**Selected extract**

The reason for this is that partners are taxed on their share of the net profit of the business. By running their salaries through the Income Statement it would reduce the profit and result in lower taxes. The way SARS taxes partnerships is the reason for accounting for salaries in this manner. 

So the accounting treatment of partners' salaries goes like this:

Every month: Debit Partner A: Drawings, Credit Bank. 

At the end of the year: 

Drawings are closed off to the Current Account by: Credit Drawings: Partner A, debit Current Account: Partner A.

Salaries are then credited to the current accounts, to balance off the salaries taken as drawings. 


I'm not sure if I'm making sense here? I'm trying to wrap my head around how I might do what I would do manually, in Pastel/TurboCASH. Their automatic year-end procedures are what make things tricky.  :Confused:

----------


## Neville Bailey

Hi Mark,

I think we have a case of:

Me not explaining things clearly; orMe not understanding partnership accounting clearly.
or a combination of the two!

Allow me to take a completely different tack on this issue...

When creating a fresh set of accounts in Pastel, there is the option of  selecting from a list of pre-set Chart of Accounts (CoA) templates,  which one can then tinker with afterwards to refine it to one's  particular needs.

For example, there is a template CoA for Manufacturers, one for Hotels, etc. I found one that is for a Partnership,  so the following screenshots are all based on that template. The  terminology is slightly different to what you and I have used thus far,  but I think the concepts are the same.

**Entries supplied**
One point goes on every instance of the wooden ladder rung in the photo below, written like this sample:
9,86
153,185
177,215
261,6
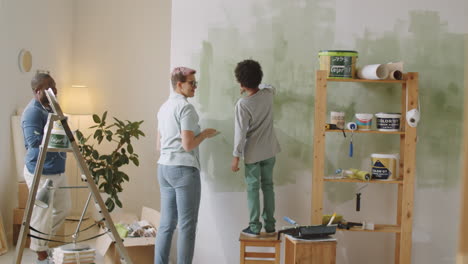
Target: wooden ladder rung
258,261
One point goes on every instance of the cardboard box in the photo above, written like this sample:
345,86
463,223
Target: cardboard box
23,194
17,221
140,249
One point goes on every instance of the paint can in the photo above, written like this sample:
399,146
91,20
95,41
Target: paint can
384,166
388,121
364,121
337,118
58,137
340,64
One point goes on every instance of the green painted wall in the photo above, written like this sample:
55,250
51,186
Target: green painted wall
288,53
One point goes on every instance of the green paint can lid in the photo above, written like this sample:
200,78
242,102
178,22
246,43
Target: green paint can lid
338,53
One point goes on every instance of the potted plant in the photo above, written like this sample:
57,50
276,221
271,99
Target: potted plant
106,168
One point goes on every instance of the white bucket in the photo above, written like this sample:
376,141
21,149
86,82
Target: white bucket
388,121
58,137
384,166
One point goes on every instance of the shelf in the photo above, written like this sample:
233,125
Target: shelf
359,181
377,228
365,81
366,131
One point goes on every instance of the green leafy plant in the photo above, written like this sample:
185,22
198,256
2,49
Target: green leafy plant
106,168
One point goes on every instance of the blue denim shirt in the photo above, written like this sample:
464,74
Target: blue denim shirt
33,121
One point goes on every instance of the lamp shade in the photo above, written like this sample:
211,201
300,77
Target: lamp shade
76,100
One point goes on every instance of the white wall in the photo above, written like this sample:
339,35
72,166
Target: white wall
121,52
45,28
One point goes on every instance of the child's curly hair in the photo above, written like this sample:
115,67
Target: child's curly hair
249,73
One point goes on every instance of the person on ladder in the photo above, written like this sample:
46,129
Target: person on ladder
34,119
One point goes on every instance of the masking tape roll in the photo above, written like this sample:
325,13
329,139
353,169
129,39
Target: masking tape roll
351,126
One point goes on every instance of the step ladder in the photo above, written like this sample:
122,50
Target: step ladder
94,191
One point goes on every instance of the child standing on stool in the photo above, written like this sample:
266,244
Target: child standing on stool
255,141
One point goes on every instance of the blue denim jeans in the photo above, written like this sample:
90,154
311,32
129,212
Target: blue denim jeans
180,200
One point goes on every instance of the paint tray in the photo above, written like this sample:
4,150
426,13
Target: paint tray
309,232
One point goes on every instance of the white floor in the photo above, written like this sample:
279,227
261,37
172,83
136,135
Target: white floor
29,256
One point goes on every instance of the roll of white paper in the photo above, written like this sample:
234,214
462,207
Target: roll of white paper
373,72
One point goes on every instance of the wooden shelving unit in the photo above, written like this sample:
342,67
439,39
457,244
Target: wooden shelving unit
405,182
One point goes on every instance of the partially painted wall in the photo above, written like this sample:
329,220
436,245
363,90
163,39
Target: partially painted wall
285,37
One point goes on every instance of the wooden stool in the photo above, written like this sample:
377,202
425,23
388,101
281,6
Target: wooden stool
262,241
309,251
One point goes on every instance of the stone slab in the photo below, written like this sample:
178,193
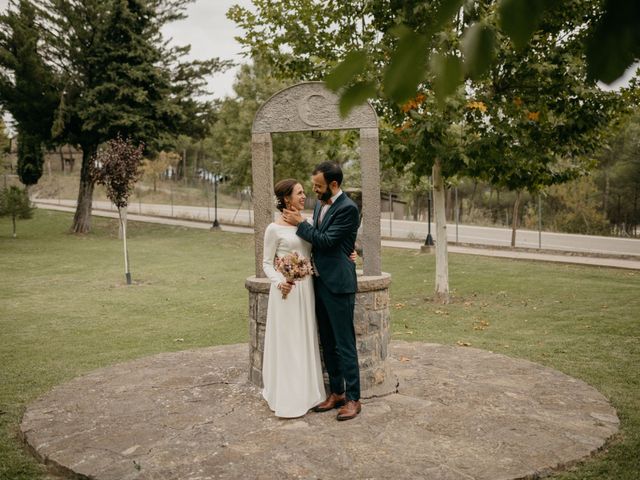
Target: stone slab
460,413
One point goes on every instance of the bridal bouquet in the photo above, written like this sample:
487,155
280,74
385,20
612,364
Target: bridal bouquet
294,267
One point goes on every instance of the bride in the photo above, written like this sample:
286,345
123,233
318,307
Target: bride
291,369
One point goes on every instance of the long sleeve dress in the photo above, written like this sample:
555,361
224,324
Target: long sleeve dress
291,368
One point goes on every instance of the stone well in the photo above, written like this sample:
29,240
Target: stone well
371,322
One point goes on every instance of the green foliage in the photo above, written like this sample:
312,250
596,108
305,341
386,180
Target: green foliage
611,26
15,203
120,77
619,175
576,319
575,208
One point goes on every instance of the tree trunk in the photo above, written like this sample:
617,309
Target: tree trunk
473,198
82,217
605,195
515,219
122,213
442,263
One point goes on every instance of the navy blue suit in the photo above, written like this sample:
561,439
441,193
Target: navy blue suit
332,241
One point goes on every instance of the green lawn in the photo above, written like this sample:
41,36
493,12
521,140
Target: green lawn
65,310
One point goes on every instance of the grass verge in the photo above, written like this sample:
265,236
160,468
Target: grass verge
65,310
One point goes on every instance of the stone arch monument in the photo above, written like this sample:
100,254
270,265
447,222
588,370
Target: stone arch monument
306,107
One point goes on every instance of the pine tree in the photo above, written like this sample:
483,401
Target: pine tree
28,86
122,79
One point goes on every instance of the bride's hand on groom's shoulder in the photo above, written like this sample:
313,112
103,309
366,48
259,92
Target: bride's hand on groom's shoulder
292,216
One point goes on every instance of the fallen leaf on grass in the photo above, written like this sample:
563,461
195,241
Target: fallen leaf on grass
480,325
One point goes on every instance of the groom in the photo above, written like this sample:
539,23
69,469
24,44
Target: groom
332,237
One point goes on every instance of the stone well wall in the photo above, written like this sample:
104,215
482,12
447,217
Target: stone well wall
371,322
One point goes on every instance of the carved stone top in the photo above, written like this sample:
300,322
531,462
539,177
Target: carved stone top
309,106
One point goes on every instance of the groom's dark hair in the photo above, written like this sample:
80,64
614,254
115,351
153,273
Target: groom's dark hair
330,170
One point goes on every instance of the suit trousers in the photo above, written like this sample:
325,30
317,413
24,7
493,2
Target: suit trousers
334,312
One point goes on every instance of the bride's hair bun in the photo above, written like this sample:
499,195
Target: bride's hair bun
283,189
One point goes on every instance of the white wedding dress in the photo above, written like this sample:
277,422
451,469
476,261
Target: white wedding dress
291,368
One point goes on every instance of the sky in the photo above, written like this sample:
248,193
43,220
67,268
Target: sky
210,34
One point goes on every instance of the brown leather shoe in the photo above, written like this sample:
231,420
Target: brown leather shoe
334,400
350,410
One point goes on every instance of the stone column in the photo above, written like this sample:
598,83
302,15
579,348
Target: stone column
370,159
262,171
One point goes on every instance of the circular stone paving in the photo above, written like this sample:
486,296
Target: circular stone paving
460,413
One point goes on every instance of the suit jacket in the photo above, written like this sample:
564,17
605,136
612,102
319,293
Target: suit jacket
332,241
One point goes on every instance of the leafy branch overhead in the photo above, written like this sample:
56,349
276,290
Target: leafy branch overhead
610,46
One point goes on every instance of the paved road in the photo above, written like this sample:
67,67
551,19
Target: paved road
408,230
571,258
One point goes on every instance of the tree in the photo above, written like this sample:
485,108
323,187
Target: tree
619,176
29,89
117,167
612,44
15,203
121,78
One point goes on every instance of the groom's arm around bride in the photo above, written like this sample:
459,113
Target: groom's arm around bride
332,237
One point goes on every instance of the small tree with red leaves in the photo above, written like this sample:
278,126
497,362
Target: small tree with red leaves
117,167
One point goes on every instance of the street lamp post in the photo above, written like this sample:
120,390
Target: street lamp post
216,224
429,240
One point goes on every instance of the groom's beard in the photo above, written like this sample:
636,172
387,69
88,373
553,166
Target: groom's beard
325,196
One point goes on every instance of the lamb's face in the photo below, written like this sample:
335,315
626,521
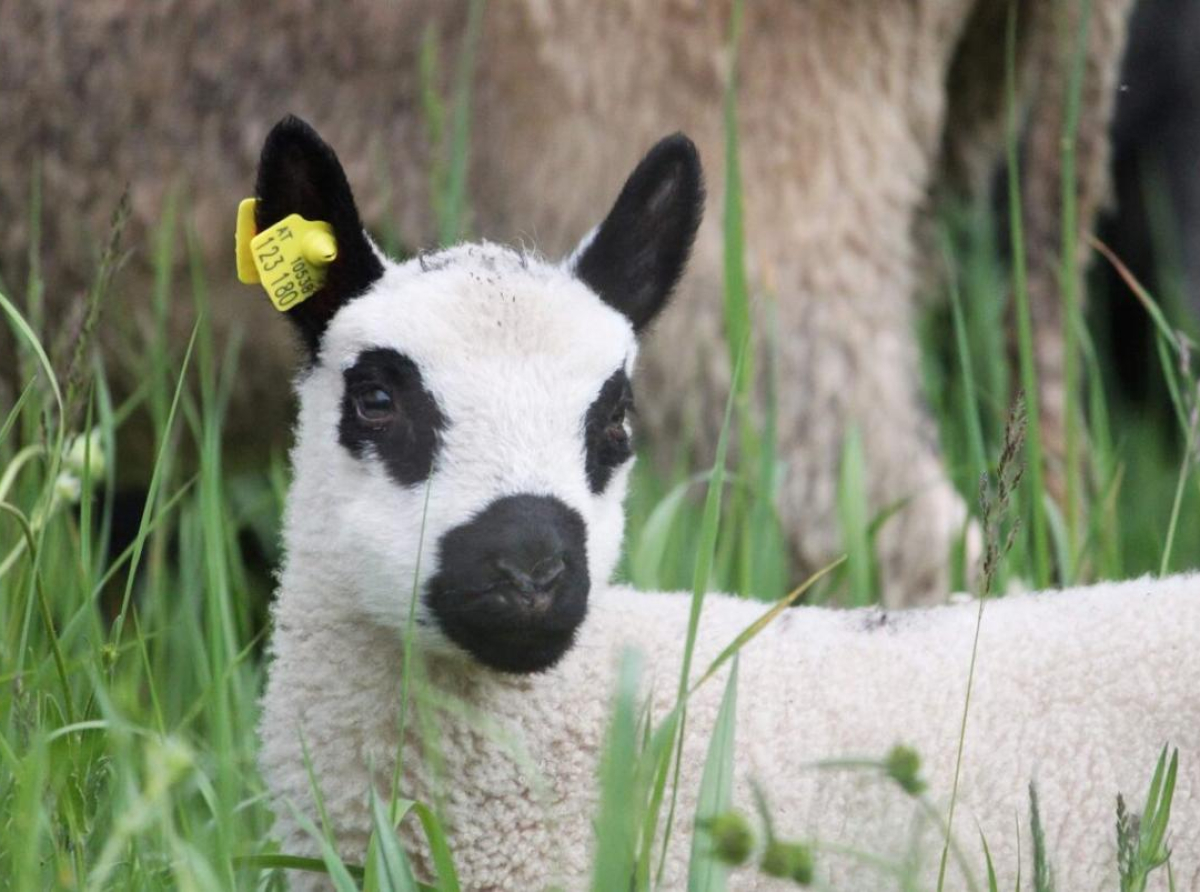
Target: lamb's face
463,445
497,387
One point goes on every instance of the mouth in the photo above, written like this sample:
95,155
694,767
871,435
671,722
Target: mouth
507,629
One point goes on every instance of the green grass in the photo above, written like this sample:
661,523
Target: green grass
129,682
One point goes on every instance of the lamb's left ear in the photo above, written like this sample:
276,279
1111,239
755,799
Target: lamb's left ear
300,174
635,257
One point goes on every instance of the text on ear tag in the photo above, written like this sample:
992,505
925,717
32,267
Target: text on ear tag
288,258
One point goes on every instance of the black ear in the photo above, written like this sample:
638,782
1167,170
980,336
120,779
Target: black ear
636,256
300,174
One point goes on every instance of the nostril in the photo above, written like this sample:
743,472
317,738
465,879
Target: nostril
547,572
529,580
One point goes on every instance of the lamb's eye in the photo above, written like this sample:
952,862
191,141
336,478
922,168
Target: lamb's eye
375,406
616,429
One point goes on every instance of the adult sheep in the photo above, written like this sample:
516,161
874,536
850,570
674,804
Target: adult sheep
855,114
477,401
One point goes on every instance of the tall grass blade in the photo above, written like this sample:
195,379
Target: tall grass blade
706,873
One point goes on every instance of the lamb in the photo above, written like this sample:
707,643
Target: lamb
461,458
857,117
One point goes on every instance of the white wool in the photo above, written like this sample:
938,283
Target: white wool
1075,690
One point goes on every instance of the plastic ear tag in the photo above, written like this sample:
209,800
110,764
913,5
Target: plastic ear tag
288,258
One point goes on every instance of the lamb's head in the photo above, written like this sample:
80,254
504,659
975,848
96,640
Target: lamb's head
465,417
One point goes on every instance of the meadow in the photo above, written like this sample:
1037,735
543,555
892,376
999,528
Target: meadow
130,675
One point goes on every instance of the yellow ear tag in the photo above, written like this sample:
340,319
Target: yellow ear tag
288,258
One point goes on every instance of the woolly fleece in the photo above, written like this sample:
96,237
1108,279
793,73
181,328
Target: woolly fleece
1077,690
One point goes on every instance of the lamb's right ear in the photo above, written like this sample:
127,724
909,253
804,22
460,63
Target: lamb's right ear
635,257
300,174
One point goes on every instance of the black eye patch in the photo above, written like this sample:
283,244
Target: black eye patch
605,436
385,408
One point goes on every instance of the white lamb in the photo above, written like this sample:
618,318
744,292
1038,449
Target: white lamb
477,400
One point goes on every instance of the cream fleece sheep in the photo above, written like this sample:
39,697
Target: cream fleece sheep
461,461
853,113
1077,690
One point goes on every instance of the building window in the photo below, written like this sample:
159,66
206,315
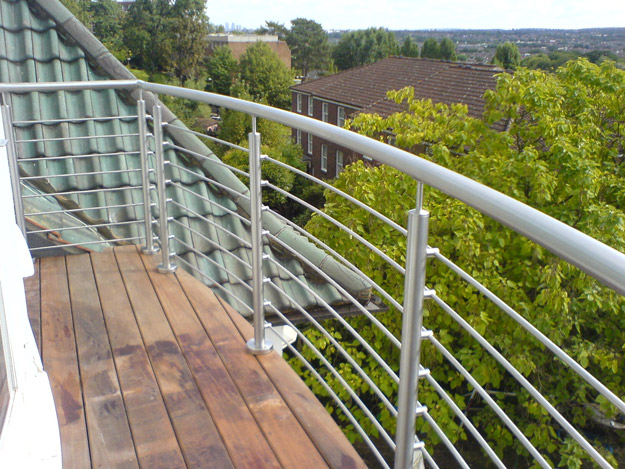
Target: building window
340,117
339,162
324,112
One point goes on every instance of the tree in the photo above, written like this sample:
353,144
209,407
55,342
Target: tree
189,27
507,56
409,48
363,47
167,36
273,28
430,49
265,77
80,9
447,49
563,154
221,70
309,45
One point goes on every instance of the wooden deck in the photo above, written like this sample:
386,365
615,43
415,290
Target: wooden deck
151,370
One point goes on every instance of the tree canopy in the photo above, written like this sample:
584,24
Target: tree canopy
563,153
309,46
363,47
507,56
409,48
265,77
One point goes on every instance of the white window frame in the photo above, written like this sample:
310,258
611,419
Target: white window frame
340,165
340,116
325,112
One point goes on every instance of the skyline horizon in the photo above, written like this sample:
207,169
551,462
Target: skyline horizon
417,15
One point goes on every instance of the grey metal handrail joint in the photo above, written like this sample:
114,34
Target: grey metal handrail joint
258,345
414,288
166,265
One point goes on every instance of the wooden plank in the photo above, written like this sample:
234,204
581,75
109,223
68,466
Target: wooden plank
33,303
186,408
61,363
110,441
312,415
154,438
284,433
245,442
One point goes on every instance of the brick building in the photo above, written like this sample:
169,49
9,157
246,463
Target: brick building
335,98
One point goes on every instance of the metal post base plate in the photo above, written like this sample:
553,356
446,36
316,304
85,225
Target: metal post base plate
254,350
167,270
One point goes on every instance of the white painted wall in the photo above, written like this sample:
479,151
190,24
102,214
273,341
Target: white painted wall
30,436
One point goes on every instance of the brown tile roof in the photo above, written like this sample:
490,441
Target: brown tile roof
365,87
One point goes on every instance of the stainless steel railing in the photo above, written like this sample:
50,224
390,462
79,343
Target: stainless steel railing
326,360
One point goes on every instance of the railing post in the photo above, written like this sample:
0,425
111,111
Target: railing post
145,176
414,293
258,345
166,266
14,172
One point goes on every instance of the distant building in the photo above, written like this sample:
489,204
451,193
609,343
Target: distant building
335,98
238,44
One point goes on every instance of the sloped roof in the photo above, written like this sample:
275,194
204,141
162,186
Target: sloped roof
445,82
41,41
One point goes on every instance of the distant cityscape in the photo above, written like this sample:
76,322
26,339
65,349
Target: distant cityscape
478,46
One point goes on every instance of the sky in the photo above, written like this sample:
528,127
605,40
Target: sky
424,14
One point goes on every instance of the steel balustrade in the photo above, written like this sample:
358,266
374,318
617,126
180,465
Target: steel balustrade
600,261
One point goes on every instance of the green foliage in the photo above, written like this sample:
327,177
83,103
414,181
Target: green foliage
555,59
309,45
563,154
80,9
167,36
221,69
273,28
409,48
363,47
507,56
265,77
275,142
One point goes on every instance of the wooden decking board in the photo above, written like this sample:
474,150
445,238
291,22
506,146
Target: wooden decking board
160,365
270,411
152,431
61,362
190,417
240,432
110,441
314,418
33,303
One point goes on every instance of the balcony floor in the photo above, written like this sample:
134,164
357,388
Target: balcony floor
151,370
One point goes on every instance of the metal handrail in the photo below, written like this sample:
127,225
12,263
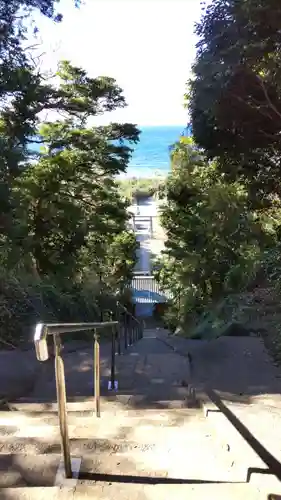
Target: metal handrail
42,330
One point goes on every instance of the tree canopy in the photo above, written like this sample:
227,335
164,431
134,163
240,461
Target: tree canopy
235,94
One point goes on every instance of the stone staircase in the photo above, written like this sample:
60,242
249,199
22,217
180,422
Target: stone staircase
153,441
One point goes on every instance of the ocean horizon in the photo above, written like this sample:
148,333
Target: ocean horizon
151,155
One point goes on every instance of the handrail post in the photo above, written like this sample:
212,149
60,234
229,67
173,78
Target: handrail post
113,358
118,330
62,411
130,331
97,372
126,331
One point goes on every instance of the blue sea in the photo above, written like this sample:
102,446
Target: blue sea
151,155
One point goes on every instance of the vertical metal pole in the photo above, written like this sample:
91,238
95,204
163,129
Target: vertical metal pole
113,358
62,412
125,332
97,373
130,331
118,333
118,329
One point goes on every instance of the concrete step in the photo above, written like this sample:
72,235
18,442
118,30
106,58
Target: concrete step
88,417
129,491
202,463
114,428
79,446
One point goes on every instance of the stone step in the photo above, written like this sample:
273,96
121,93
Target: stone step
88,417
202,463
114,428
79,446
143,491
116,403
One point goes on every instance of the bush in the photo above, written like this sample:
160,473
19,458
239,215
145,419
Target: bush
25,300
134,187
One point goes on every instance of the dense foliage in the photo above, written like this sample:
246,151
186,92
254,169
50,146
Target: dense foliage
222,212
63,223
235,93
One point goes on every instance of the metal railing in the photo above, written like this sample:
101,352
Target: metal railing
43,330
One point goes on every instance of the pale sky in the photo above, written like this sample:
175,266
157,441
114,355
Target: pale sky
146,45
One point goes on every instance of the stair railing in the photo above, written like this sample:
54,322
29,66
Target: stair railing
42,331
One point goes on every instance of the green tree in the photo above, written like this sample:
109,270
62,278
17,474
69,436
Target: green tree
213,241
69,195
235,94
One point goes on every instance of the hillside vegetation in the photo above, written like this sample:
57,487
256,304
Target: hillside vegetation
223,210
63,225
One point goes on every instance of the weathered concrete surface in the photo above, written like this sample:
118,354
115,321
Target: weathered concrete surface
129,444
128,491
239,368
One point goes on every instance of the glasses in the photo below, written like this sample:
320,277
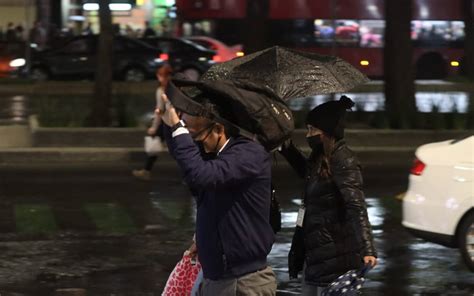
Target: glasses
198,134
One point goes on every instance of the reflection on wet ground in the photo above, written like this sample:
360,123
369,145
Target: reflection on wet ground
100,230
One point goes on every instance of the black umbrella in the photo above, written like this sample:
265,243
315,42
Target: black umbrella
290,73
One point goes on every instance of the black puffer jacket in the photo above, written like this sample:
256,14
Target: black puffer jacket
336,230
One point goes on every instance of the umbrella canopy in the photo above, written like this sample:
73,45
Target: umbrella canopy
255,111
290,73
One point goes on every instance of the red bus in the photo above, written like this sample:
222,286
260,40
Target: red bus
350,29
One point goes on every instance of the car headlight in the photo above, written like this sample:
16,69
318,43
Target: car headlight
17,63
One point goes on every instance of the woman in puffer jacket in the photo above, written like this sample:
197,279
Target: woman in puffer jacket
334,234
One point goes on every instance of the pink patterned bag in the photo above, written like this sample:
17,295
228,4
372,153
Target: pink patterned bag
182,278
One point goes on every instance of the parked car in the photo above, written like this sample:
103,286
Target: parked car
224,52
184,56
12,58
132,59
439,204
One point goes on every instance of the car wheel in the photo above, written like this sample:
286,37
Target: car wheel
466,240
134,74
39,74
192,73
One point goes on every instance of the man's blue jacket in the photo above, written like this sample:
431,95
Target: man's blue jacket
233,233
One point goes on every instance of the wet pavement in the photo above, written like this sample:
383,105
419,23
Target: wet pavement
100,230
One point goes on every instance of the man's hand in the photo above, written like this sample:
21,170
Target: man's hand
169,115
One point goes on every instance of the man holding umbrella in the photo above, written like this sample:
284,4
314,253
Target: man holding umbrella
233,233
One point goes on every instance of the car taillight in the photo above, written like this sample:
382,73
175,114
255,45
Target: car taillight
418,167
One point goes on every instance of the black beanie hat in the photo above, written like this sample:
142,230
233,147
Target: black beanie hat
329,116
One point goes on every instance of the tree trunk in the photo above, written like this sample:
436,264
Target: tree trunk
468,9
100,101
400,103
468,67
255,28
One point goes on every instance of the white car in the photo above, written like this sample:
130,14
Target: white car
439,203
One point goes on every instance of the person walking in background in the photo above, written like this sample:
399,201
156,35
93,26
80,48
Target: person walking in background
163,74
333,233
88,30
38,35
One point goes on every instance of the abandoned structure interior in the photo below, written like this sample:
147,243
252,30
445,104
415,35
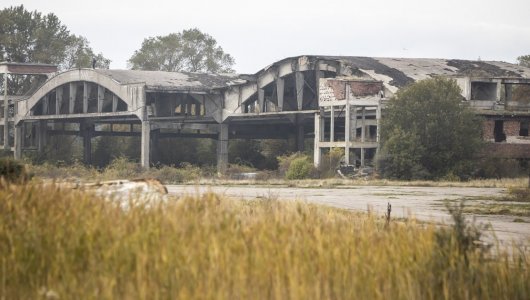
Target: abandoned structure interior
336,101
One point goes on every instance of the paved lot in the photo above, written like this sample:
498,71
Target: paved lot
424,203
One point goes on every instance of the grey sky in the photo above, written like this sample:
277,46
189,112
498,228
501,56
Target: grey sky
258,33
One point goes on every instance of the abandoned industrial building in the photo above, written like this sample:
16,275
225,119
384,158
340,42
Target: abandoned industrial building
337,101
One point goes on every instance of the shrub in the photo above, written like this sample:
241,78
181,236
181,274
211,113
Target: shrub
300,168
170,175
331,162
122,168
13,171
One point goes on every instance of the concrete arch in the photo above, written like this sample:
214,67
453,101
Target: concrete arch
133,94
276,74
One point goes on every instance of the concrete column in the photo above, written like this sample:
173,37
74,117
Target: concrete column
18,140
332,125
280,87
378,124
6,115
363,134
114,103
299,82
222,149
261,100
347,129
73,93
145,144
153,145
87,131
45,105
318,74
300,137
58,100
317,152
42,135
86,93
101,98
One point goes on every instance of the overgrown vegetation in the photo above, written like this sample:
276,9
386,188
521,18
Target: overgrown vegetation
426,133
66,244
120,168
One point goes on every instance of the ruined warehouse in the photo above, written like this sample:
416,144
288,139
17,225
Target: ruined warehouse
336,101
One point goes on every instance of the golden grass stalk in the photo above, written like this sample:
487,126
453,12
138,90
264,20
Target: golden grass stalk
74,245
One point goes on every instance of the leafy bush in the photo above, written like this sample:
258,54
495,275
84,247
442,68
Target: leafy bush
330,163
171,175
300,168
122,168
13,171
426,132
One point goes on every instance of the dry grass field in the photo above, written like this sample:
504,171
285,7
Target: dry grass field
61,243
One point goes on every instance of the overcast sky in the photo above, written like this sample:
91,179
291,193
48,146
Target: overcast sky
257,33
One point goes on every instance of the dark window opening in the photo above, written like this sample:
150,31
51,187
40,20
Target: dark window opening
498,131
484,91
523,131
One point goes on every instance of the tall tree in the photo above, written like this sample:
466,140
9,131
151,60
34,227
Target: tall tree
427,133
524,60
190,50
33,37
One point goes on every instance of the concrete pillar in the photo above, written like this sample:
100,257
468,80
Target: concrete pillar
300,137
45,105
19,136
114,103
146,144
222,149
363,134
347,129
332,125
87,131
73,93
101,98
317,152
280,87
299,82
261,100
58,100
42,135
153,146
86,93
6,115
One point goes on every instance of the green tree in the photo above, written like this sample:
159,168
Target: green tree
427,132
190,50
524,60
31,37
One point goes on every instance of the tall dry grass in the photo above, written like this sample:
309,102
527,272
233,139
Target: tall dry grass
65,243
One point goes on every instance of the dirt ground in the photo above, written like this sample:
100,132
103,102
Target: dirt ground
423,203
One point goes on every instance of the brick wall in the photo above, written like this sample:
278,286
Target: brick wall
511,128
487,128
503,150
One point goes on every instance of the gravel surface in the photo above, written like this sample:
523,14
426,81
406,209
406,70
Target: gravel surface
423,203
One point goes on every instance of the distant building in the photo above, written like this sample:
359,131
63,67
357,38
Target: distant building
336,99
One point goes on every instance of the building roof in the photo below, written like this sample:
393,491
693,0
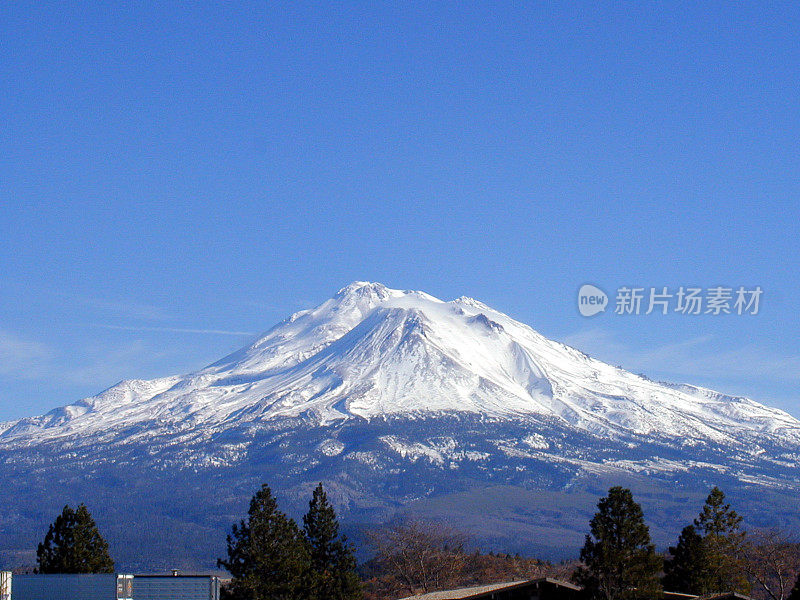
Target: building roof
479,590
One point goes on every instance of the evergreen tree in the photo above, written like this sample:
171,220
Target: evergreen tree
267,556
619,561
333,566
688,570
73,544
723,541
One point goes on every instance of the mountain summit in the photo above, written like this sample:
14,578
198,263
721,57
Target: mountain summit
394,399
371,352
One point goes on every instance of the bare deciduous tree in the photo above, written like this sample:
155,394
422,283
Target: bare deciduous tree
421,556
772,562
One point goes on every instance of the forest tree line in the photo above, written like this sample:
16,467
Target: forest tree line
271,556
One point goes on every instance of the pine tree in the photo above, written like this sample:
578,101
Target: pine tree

**Complete the following**
a) Name every type of business for which the partnership accounting thread says Pastel has a template Chart of Accounts.
b) According to the partnership accounting thread, why are partners' salaries not run through the Income Statement? Answer in one to three sentences.
c) Write what comes next in the partnership accounting thread, starting after its final sentence.

**Exercise results**
a) Manufacturers, Hotels, Partnership

b) Partners are taxed on their share of the business's net profit. Running their salaries through the Income Statement would reduce that profit and lead to lower taxes. The way SARS taxes partnerships is why salaries are handled as drawings instead.

c)
Here is what the Chart of Accounts looks like:



As you can see in the above screenshot, there is a main Capital /  Distribution account for each partner, with all the relevant  sub-accounts. In this example, there is no mention of the term "Current"  accounts, but they are there, albeit with different terminology!

In my example, I have processed some transactions for income and various running expenses.

I also processed capital inputs by each of the partners, i.e. Partner A  injected R50,000 and Partner B injected R60,000 (each of these  transactions resulted in Bank being debited).

I also processed Salaries of R1,000 for each partner.

Here is the resultant Trial Balance (before any appropriation entries):



Note the net profit of R4,473.67.

If I assume that the net profit is distributed equally between the two partners, I would process the journal as follows:



After the above journal has been processed, the trial balance would look like this:



The Income Statement and Balance Sheet reports would look like this:



Now I run the Year End process in Pastel.

The resultant Trial Balance is as follows:



I hope this is more helpful!

I have ignored transactions such as interest on capital, as these as simply extensions of what I've shown above.

----------

Mark Atkinson (12-Feb-11)

----------


## Mark Atkinson

Hmm. Very interesting.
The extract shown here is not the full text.